### INSTRUCTION
Rewrite the lines of every item below, changing "expert image analyst" to "careful image reviewer" and keeping everything else the same. Omit the pictures from your answer.

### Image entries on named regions
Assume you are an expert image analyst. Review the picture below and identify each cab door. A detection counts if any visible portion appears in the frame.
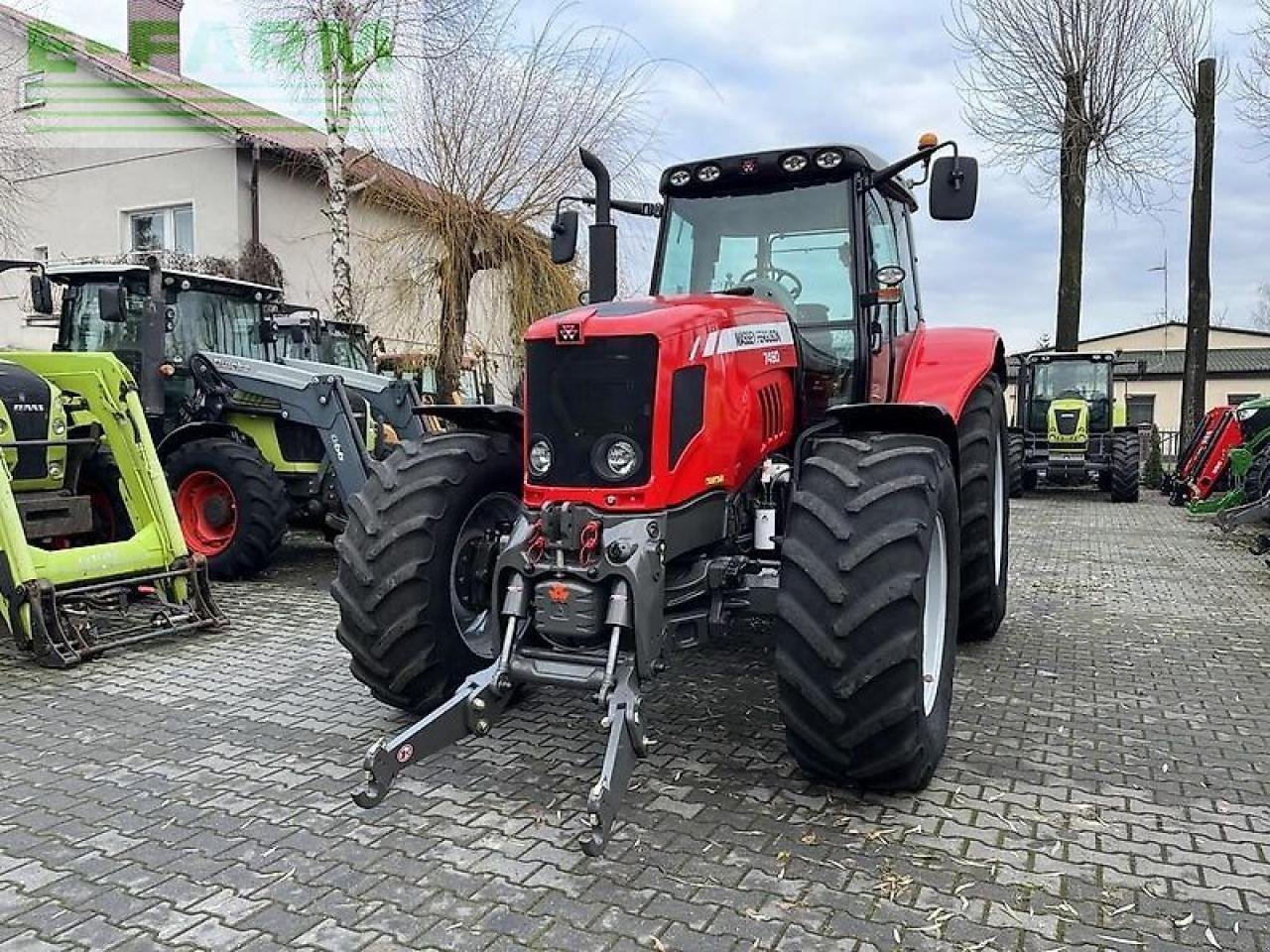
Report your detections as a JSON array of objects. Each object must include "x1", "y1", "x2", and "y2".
[{"x1": 863, "y1": 190, "x2": 903, "y2": 404}]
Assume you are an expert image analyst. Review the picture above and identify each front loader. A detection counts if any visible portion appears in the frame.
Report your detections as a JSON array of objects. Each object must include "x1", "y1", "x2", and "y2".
[
  {"x1": 332, "y1": 137, "x2": 1010, "y2": 854},
  {"x1": 50, "y1": 258, "x2": 426, "y2": 579},
  {"x1": 1010, "y1": 353, "x2": 1142, "y2": 503},
  {"x1": 0, "y1": 262, "x2": 223, "y2": 667}
]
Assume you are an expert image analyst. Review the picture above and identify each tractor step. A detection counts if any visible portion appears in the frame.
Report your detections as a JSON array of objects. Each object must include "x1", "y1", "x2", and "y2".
[{"x1": 21, "y1": 558, "x2": 225, "y2": 667}]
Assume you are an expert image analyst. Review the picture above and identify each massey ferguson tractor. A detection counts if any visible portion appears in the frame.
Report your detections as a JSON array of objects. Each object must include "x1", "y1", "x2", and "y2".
[{"x1": 332, "y1": 136, "x2": 1010, "y2": 856}]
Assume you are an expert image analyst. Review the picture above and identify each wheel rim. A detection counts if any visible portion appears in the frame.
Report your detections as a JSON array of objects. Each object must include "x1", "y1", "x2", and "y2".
[
  {"x1": 449, "y1": 493, "x2": 521, "y2": 658},
  {"x1": 922, "y1": 513, "x2": 949, "y2": 715},
  {"x1": 176, "y1": 470, "x2": 237, "y2": 557},
  {"x1": 992, "y1": 439, "x2": 1006, "y2": 585}
]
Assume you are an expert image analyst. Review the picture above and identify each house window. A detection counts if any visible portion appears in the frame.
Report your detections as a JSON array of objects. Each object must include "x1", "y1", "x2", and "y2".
[
  {"x1": 128, "y1": 204, "x2": 194, "y2": 255},
  {"x1": 18, "y1": 72, "x2": 49, "y2": 109},
  {"x1": 1125, "y1": 394, "x2": 1156, "y2": 426}
]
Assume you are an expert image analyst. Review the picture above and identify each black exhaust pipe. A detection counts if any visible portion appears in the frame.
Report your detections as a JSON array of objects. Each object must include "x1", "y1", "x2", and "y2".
[{"x1": 579, "y1": 149, "x2": 617, "y2": 304}]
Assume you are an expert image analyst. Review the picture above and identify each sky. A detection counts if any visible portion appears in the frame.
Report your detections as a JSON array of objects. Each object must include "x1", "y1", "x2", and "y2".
[{"x1": 24, "y1": 0, "x2": 1270, "y2": 350}]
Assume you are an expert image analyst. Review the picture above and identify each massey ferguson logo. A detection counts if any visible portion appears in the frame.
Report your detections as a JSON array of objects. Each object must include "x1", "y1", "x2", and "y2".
[{"x1": 557, "y1": 321, "x2": 581, "y2": 344}]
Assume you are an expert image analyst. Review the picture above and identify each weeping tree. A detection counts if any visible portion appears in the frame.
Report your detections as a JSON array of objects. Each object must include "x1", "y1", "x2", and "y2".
[
  {"x1": 253, "y1": 0, "x2": 491, "y2": 321},
  {"x1": 950, "y1": 0, "x2": 1173, "y2": 350},
  {"x1": 381, "y1": 10, "x2": 655, "y2": 396},
  {"x1": 1160, "y1": 0, "x2": 1224, "y2": 439}
]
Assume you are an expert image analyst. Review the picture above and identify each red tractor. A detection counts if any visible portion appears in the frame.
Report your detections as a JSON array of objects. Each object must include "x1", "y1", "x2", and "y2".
[{"x1": 332, "y1": 136, "x2": 1010, "y2": 854}]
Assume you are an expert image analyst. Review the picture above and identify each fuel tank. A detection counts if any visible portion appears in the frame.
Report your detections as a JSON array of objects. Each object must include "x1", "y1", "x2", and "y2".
[{"x1": 515, "y1": 295, "x2": 798, "y2": 512}]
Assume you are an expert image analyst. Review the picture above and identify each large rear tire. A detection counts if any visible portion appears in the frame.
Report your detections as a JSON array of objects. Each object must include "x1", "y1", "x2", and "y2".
[
  {"x1": 1010, "y1": 432, "x2": 1026, "y2": 499},
  {"x1": 331, "y1": 432, "x2": 521, "y2": 713},
  {"x1": 164, "y1": 436, "x2": 291, "y2": 579},
  {"x1": 1111, "y1": 432, "x2": 1142, "y2": 503},
  {"x1": 775, "y1": 434, "x2": 961, "y2": 790},
  {"x1": 957, "y1": 377, "x2": 1012, "y2": 641}
]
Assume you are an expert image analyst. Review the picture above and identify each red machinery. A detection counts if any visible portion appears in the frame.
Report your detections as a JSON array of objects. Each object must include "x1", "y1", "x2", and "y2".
[{"x1": 332, "y1": 137, "x2": 1010, "y2": 853}]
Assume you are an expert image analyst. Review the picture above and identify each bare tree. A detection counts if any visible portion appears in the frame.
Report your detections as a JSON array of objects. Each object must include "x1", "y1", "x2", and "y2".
[
  {"x1": 1160, "y1": 0, "x2": 1224, "y2": 439},
  {"x1": 950, "y1": 0, "x2": 1173, "y2": 350},
  {"x1": 254, "y1": 0, "x2": 490, "y2": 320},
  {"x1": 381, "y1": 8, "x2": 655, "y2": 395}
]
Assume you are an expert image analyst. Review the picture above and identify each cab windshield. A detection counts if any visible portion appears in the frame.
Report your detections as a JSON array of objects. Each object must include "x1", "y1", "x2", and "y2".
[
  {"x1": 1031, "y1": 361, "x2": 1111, "y2": 400},
  {"x1": 653, "y1": 184, "x2": 856, "y2": 334},
  {"x1": 64, "y1": 282, "x2": 264, "y2": 361}
]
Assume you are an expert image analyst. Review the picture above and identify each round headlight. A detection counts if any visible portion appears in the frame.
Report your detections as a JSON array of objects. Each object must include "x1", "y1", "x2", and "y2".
[
  {"x1": 816, "y1": 149, "x2": 842, "y2": 171},
  {"x1": 530, "y1": 439, "x2": 554, "y2": 476},
  {"x1": 604, "y1": 439, "x2": 639, "y2": 480},
  {"x1": 781, "y1": 153, "x2": 807, "y2": 172}
]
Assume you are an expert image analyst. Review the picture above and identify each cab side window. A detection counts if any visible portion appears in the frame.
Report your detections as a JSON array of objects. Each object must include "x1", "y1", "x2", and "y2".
[{"x1": 888, "y1": 202, "x2": 922, "y2": 334}]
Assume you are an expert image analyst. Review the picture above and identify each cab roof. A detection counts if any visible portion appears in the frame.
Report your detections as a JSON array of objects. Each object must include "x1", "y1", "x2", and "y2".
[
  {"x1": 46, "y1": 264, "x2": 282, "y2": 298},
  {"x1": 661, "y1": 145, "x2": 917, "y2": 210}
]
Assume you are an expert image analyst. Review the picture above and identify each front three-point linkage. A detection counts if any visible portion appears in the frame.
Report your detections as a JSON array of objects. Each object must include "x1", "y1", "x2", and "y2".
[{"x1": 353, "y1": 550, "x2": 652, "y2": 856}]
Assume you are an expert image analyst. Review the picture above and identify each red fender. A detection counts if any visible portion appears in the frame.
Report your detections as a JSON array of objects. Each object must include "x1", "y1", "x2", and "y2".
[{"x1": 895, "y1": 323, "x2": 1006, "y2": 421}]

### THE OUTPUT
Assume you are an careful image reviewer. Review the picture below and identify each cab door. A detection counts if any visible portion appears in the frame.
Report your detections as a JSON array of objects. Each object must include "x1", "y1", "x2", and "y2".
[{"x1": 863, "y1": 190, "x2": 903, "y2": 404}]
Assume you are an careful image reviewer. Review the picture above and identify each front loader. A detection counts if any visible portion appears in the frame.
Report your detections as a JSON array of objects. Each object must include "x1", "y1", "x2", and "y2".
[
  {"x1": 332, "y1": 137, "x2": 1010, "y2": 854},
  {"x1": 50, "y1": 258, "x2": 426, "y2": 579},
  {"x1": 1010, "y1": 353, "x2": 1142, "y2": 503},
  {"x1": 0, "y1": 262, "x2": 223, "y2": 667}
]
Assume you are an careful image reviewer. Review the picture above and identify each tractor step. A detection counts if any visible portion appears in the frame.
Report your detections as a JSON array of objects. Each object must include "x1", "y1", "x2", and "y2".
[{"x1": 21, "y1": 558, "x2": 225, "y2": 667}]
Assume you are an careful image reviewer. Review the picture above and identify each massey ferguson tractor. A detection counts if any visible portion appears in the frame.
Report your detections as a JSON array of objects. Each object must include "x1", "y1", "x2", and "y2".
[{"x1": 332, "y1": 136, "x2": 1010, "y2": 856}]
Assume you are an careful image reviewer. Review the picture above and identify each wheel rim. A detection counts if any visible portion appears in the frame.
Report your detections as a JSON array of objects. Each object must include "x1", "y1", "x2", and "y2".
[
  {"x1": 449, "y1": 493, "x2": 521, "y2": 658},
  {"x1": 922, "y1": 513, "x2": 949, "y2": 715},
  {"x1": 176, "y1": 470, "x2": 237, "y2": 557},
  {"x1": 992, "y1": 439, "x2": 1006, "y2": 585}
]
Assume you are an careful image reviewer. Review the picture above and identify each house window. A detection counts if any visible portion appears in the frame.
Report your detections as a JSON array of objects. Each object must include "x1", "y1", "x2", and "y2".
[
  {"x1": 128, "y1": 204, "x2": 194, "y2": 255},
  {"x1": 18, "y1": 72, "x2": 49, "y2": 109},
  {"x1": 1125, "y1": 394, "x2": 1156, "y2": 426}
]
Assume you are an careful image reviewer. Review the picture above and identify each black exhaust pipe. A detection counts if any visible portion appears in the frame.
Report your detections as a JSON array of objects. Each object must include "x1", "y1", "x2", and "y2".
[{"x1": 579, "y1": 149, "x2": 617, "y2": 304}]
Assume you are an careful image reviewer. Review the picture above and identify each sky. A detection counts if any visible portion appears in the frame.
Report your detections as a JSON array of objects. Each object must include "x1", "y1", "x2", and "y2".
[{"x1": 24, "y1": 0, "x2": 1270, "y2": 350}]
Assume you are an careful image reviewer. Review the picture above and identify each massey ferguson logo. A detection counts if any visible portion appears in the frame.
Report your detections as a JSON array of objects. Each object must include "x1", "y1", "x2", and "y2".
[{"x1": 557, "y1": 321, "x2": 581, "y2": 344}]
Assume you are an careful image reviewer. Review the picture above and identify each weeping tree. A detection counts if any visible portion appears in the frame.
Report your detections as a JSON array of objects. Each object must include "x1", "y1", "x2", and "y2".
[
  {"x1": 253, "y1": 0, "x2": 491, "y2": 321},
  {"x1": 950, "y1": 0, "x2": 1173, "y2": 350},
  {"x1": 381, "y1": 10, "x2": 655, "y2": 396},
  {"x1": 1160, "y1": 0, "x2": 1224, "y2": 439}
]
Assume you are an careful image reviewer. Review the picture above and identify each red tractor. A detection counts if any visible portion appears in the frame.
Report your detections as a JSON array of objects. Each object must include "x1", "y1", "x2", and "y2".
[{"x1": 332, "y1": 136, "x2": 1010, "y2": 854}]
Assume you are an careful image reviewer. Review the picture above and identify each fuel tank. A detection counts if any visible portion appears in the frame.
Report your detections as a JSON array of objects. Each object must include "x1", "y1", "x2", and "y2".
[{"x1": 515, "y1": 295, "x2": 798, "y2": 512}]
Assume you are an careful image reviewer. Review the picture above and identify each large rear tire. A detection counts if any visible portion appears in the frame.
Report your detections as a JSON array of objects. Each object must include "x1", "y1", "x2", and "y2".
[
  {"x1": 1010, "y1": 432, "x2": 1026, "y2": 499},
  {"x1": 331, "y1": 432, "x2": 521, "y2": 713},
  {"x1": 164, "y1": 436, "x2": 291, "y2": 579},
  {"x1": 1111, "y1": 432, "x2": 1142, "y2": 503},
  {"x1": 775, "y1": 434, "x2": 961, "y2": 790},
  {"x1": 957, "y1": 377, "x2": 1012, "y2": 641}
]
Assume you are an careful image reviewer. Review the picture above and identify each red machinery. A detection counts if any visible portion appears in the frame.
Report your detections as a JSON array of objects. Each object must include "x1", "y1", "x2", and "y2".
[{"x1": 332, "y1": 137, "x2": 1010, "y2": 853}]
Assume you are an careful image reviewer. Review the picture above and identify each bare tree. A detection counts if any visible portion appears in the frame.
Report your detections as a JSON array of objects. Each object must include "x1", "y1", "x2", and "y2".
[
  {"x1": 1160, "y1": 0, "x2": 1224, "y2": 439},
  {"x1": 950, "y1": 0, "x2": 1173, "y2": 350},
  {"x1": 254, "y1": 0, "x2": 490, "y2": 320},
  {"x1": 381, "y1": 8, "x2": 655, "y2": 395}
]
Assume you are an careful image reviewer. Review the picture above and identify each cab windshield. A detection counts if any visible portion appears in the frame.
Report your detections as a JSON array of objects. Each object must include "x1", "y1", "x2", and "y2".
[
  {"x1": 1031, "y1": 361, "x2": 1111, "y2": 400},
  {"x1": 653, "y1": 184, "x2": 856, "y2": 334},
  {"x1": 64, "y1": 282, "x2": 264, "y2": 361}
]
Assume you are an careful image reviewer. Review the picture above and identify each round headlight. A detection counts if any visible portion appears in the frame.
Report your detections as a JSON array of objects. Each object must include "x1", "y1", "x2", and "y2".
[
  {"x1": 816, "y1": 149, "x2": 842, "y2": 171},
  {"x1": 530, "y1": 439, "x2": 554, "y2": 476},
  {"x1": 604, "y1": 439, "x2": 639, "y2": 480},
  {"x1": 781, "y1": 153, "x2": 807, "y2": 172}
]
Assume you are an careful image reviewer. Review the picture above and identify each cab side window. A detection counts if any visible portion appears in the frame.
Report your detections as a JSON array of objects. Each object must include "x1", "y1", "x2", and "y2".
[{"x1": 888, "y1": 202, "x2": 922, "y2": 334}]
Assume you are an careful image reviewer. Review the picture above and identify each cab roof. A detection counts if any visible portion appears in the frame.
Report your detections as a JSON array of objects. Each object must include "x1", "y1", "x2", and "y2".
[
  {"x1": 46, "y1": 264, "x2": 282, "y2": 298},
  {"x1": 661, "y1": 145, "x2": 917, "y2": 210}
]
Assume you are an careful image reviewer. Review the picture above and identify each front three-point linkage. A detection counts if any visible portion appears in the frame.
Report your detections as a JSON array of objects. Each object must include "x1", "y1", "x2", and "y2".
[{"x1": 353, "y1": 550, "x2": 652, "y2": 856}]
Assume you are an careful image reviewer. Review the picture above and identify each red fender. A detection counts if any visible portion appears in the frame.
Report your detections as a JSON array of objects. Each object must include "x1", "y1", "x2", and "y2".
[{"x1": 895, "y1": 323, "x2": 1006, "y2": 421}]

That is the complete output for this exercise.